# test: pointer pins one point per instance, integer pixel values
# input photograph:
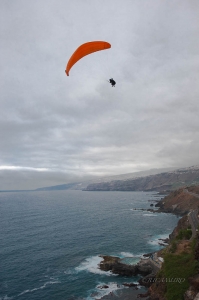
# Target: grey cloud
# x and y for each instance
(80, 124)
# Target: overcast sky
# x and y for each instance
(53, 126)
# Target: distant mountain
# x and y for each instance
(165, 181)
(58, 187)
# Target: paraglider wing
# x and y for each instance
(85, 49)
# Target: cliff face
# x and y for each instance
(179, 202)
(158, 182)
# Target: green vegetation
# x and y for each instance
(178, 266)
(176, 271)
(173, 247)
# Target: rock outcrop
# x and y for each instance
(114, 264)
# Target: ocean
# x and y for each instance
(50, 242)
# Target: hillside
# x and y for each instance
(158, 182)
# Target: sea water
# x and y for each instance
(50, 242)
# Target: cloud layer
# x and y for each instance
(80, 125)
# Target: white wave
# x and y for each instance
(6, 298)
(101, 291)
(39, 288)
(150, 215)
(129, 254)
(91, 264)
(158, 239)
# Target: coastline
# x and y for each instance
(141, 290)
(183, 203)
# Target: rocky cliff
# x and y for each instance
(159, 182)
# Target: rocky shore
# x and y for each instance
(179, 202)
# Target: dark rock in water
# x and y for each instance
(143, 295)
(130, 284)
(148, 254)
(113, 264)
(144, 269)
(147, 280)
(103, 286)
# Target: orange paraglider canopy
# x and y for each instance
(85, 49)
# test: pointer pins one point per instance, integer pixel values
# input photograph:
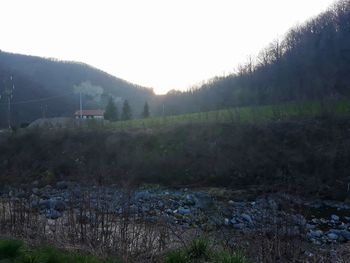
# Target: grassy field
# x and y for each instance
(244, 114)
(14, 251)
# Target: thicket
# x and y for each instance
(309, 156)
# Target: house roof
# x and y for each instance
(90, 112)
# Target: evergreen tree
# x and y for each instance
(145, 113)
(111, 112)
(126, 114)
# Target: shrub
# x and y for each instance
(226, 257)
(199, 249)
(9, 249)
(176, 256)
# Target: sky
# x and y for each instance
(160, 44)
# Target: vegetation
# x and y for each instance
(126, 114)
(38, 78)
(13, 251)
(145, 114)
(111, 112)
(248, 114)
(310, 63)
(310, 156)
(199, 251)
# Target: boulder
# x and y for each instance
(53, 214)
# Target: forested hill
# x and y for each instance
(38, 78)
(311, 62)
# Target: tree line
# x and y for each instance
(112, 111)
(312, 62)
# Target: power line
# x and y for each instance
(39, 100)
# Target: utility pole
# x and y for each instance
(81, 107)
(9, 87)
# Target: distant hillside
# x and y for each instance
(45, 87)
(312, 62)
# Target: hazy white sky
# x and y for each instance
(163, 44)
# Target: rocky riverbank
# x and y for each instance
(320, 222)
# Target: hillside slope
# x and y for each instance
(312, 62)
(38, 78)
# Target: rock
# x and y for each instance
(315, 234)
(345, 234)
(273, 205)
(62, 185)
(310, 226)
(44, 204)
(332, 236)
(183, 211)
(58, 205)
(53, 214)
(204, 201)
(299, 220)
(35, 190)
(247, 218)
(238, 226)
(226, 221)
(144, 195)
(190, 200)
(233, 221)
(335, 217)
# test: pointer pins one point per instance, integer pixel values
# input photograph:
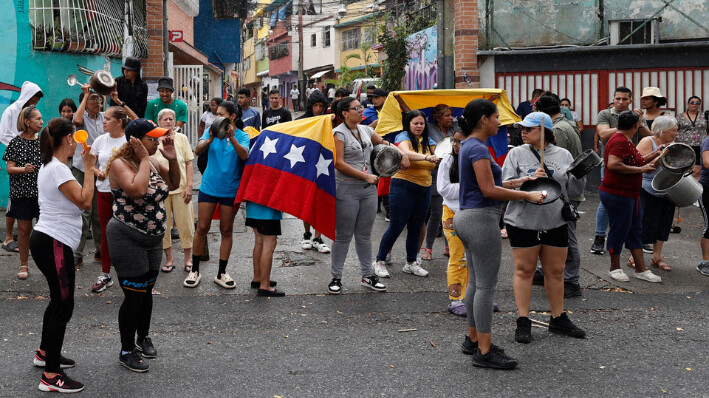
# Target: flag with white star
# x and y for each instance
(291, 169)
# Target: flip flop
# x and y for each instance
(12, 247)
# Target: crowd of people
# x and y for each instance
(132, 180)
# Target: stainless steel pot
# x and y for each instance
(681, 189)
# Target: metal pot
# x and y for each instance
(102, 82)
(682, 190)
(385, 160)
(584, 163)
(550, 185)
(220, 127)
(678, 158)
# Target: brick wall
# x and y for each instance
(466, 43)
(153, 67)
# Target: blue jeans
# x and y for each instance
(601, 215)
(408, 203)
(625, 217)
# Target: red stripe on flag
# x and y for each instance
(289, 193)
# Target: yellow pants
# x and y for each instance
(457, 268)
(184, 220)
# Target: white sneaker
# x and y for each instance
(380, 269)
(619, 275)
(415, 268)
(225, 281)
(320, 246)
(648, 276)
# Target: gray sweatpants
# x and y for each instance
(479, 231)
(355, 210)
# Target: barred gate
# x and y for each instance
(188, 89)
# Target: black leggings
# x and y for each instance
(56, 261)
(137, 308)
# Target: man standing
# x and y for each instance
(371, 115)
(276, 113)
(606, 126)
(165, 89)
(250, 116)
(525, 108)
(30, 94)
(370, 93)
(567, 138)
(132, 90)
(294, 95)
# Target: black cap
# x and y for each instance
(379, 92)
(165, 82)
(132, 63)
(139, 128)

**Job**
Recast every line of the records above as a Markdown table with the columns Row and Line, numbering the rows in order and skipping blank lines. Leave the pictures out of the table.

**Written solution**
| Row | Line |
|---|---|
| 1 | # test: pointer pins one point per instance, integer pixel values |
| 2 | # input photograph: |
| 3 | # Target: grey cloud |
| 4 | # x and y for each instance |
| 5 | (80, 124) |
| 6 | # Target: overcast sky |
| 7 | # x and y for each instance |
| 8 | (53, 126) |
| 9 | # Target: distant mountain |
| 10 | # x and y for each instance |
| 11 | (165, 181) |
| 12 | (58, 187) |
| 13 | # Target: paraglider wing |
| 14 | # x and y for each instance |
| 15 | (85, 49) |
| 16 | # Target: cliff face |
| 17 | # x and y for each instance |
| 18 | (179, 202) |
| 19 | (158, 182) |
| 20 | # Target: green vegetation |
| 21 | # x and y for each instance |
| 22 | (178, 266) |
| 23 | (176, 271) |
| 24 | (173, 247) |
| 25 | # Target: rock outcrop |
| 26 | # x and y for each instance |
| 27 | (114, 264) |
| 28 | # Target: ocean |
| 29 | # x and y for each instance |
| 30 | (50, 242) |
| 31 | # Target: hillside |
| 32 | # x and y for each instance |
| 33 | (158, 182) |
| 34 | # Target: sea water |
| 35 | # x and y for each instance |
| 36 | (50, 242) |
| 37 | # Target: cloud layer |
| 38 | # x and y for each instance |
| 39 | (80, 125) |
| 40 | # Target: white wave |
| 41 | # x and y for each instance |
| 42 | (6, 298) |
| 43 | (101, 291) |
| 44 | (39, 288) |
| 45 | (150, 215) |
| 46 | (129, 254) |
| 47 | (91, 264) |
| 48 | (158, 239) |
| 49 | # Target: coastline |
| 50 | # x and y for each instance |
| 51 | (141, 290) |
| 52 | (183, 203) |
| 53 | # Target: rocky cliff |
| 54 | # x and y for each instance |
| 55 | (159, 182) |
| 56 | # Target: rocky shore |
| 57 | # x and y for each instance |
| 58 | (179, 202) |
| 59 | # Target: dark rock in water |
| 60 | # x and y for each instance |
| 61 | (143, 295) |
| 62 | (130, 284) |
| 63 | (148, 254) |
| 64 | (113, 264) |
| 65 | (144, 269) |
| 66 | (147, 280) |
| 67 | (103, 286) |
| 68 | # Target: orange paraglider canopy |
| 69 | # x and y for each instance |
| 70 | (85, 49) |
| 71 | # test: pointer pins one point per instance, integer pixel values |
| 72 | # input photograph: |
| 73 | # Target: grassy field |
| 74 | # x and y for each instance |
| 75 | (244, 114) |
| 76 | (14, 251) |
| 77 | # Target: thicket |
| 78 | # x and y for each instance |
| 79 | (309, 156) |
| 80 | # Target: house roof |
| 81 | # x and y for each instance |
| 82 | (90, 112) |
| 83 | # Target: evergreen tree |
| 84 | # x and y for each instance |
| 85 | (145, 113) |
| 86 | (111, 112) |
| 87 | (126, 114) |
| 88 | # Target: shrub |
| 89 | # x and y for each instance |
| 90 | (226, 257) |
| 91 | (199, 249) |
| 92 | (9, 249) |
| 93 | (176, 256) |
| 94 | # Target: sky |
| 95 | # x and y for each instance |
| 96 | (160, 44) |
| 97 | # Target: vegetation |
| 98 | # x and y for each instance |
| 99 | (126, 114) |
| 100 | (38, 78) |
| 101 | (13, 251) |
| 102 | (145, 114) |
| 103 | (111, 112) |
| 104 | (248, 114) |
| 105 | (310, 63) |
| 106 | (310, 156) |
| 107 | (199, 251) |
| 108 | # Target: boulder |
| 109 | # x and y for each instance |
| 110 | (53, 214) |
| 111 | # Target: forested hill |
| 112 | # x and y for each instance |
| 113 | (38, 78) |
| 114 | (311, 62) |
| 115 | # Target: tree line |
| 116 | # x and y for each instance |
| 117 | (112, 111) |
| 118 | (312, 62) |
| 119 | # Target: power line |
| 120 | # x and y for each instance |
| 121 | (39, 100) |
| 122 | # Target: utility pole |
| 123 | # x and y for each instance |
| 124 | (81, 107) |
| 125 | (9, 87) |
| 126 | # Target: distant hillside |
| 127 | # x and y for each instance |
| 128 | (45, 87) |
| 129 | (312, 62) |
| 130 | # Target: hazy white sky |
| 131 | # x and y for each instance |
| 132 | (163, 44) |
| 133 | # Target: rocky riverbank |
| 134 | # x and y for each instance |
| 135 | (320, 222) |
| 136 | # Target: hillside slope |
| 137 | # x and y for each instance |
| 138 | (312, 62) |
| 139 | (38, 78) |
| 140 | # Target: rock |
| 141 | # x and y for each instance |
| 142 | (315, 234) |
| 143 | (345, 234) |
| 144 | (273, 205) |
| 145 | (62, 185) |
| 146 | (310, 226) |
| 147 | (44, 204) |
| 148 | (332, 236) |
| 149 | (183, 211) |
| 150 | (58, 205) |
| 151 | (53, 214) |
| 152 | (204, 201) |
| 153 | (299, 220) |
| 154 | (35, 190) |
| 155 | (247, 218) |
| 156 | (238, 226) |
| 157 | (226, 221) |
| 158 | (144, 195) |
| 159 | (190, 200) |
| 160 | (233, 221) |
| 161 | (335, 217) |
| 162 | # test: pointer pins one point per instance, integer pixel values |
| 163 | # input photograph: |
| 164 | # Target: flag with white star |
| 165 | # x and y for each instance |
| 166 | (291, 169) |
| 167 | # Target: flip flop |
| 168 | # x and y for each instance |
| 169 | (12, 247) |
| 170 | # Target: crowd of people |
| 171 | # x and y for each instance |
| 172 | (132, 180) |
| 173 | # Target: stainless steel pot |
| 174 | # x and y for each instance |
| 175 | (681, 189) |
| 176 | # Target: metal pot |
| 177 | # x and y for each instance |
| 178 | (102, 82) |
| 179 | (682, 190) |
| 180 | (385, 160) |
| 181 | (584, 163) |
| 182 | (550, 185) |
| 183 | (220, 127) |
| 184 | (678, 158) |
| 185 | # Target: brick wall |
| 186 | # x and y for each instance |
| 187 | (466, 43) |
| 188 | (153, 67) |
| 189 | # Target: blue jeans |
| 190 | # x and y for each instance |
| 191 | (601, 215) |
| 192 | (408, 203) |
| 193 | (625, 217) |
| 194 | # Target: red stripe on flag |
| 195 | # x and y for each instance |
| 196 | (289, 193) |
| 197 | # Target: yellow pants |
| 198 | # x and y for each instance |
| 199 | (457, 268) |
| 200 | (184, 220) |
| 201 | # Target: white sneaker |
| 202 | # x and y for each instance |
| 203 | (380, 269) |
| 204 | (619, 275) |
| 205 | (415, 268) |
| 206 | (225, 281) |
| 207 | (320, 246) |
| 208 | (648, 276) |
| 209 | # Target: gray sweatpants |
| 210 | # x and y for each instance |
| 211 | (479, 231) |
| 212 | (355, 210) |
| 213 | # Target: barred gate |
| 214 | # x and y for each instance |
| 215 | (188, 89) |
| 216 | # Target: black leggings |
| 217 | # x and y for each instance |
| 218 | (56, 261) |
| 219 | (137, 308) |
| 220 | # Target: man standing |
| 221 | # x and y for each instance |
| 222 | (371, 115) |
| 223 | (276, 113) |
| 224 | (606, 126) |
| 225 | (165, 89) |
| 226 | (250, 116) |
| 227 | (525, 108) |
| 228 | (30, 94) |
| 229 | (370, 93) |
| 230 | (567, 138) |
| 231 | (132, 90) |
| 232 | (294, 95) |
| 233 | # Target: black cap |
| 234 | # x and y for each instance |
| 235 | (379, 92) |
| 236 | (165, 82) |
| 237 | (132, 63) |
| 238 | (139, 128) |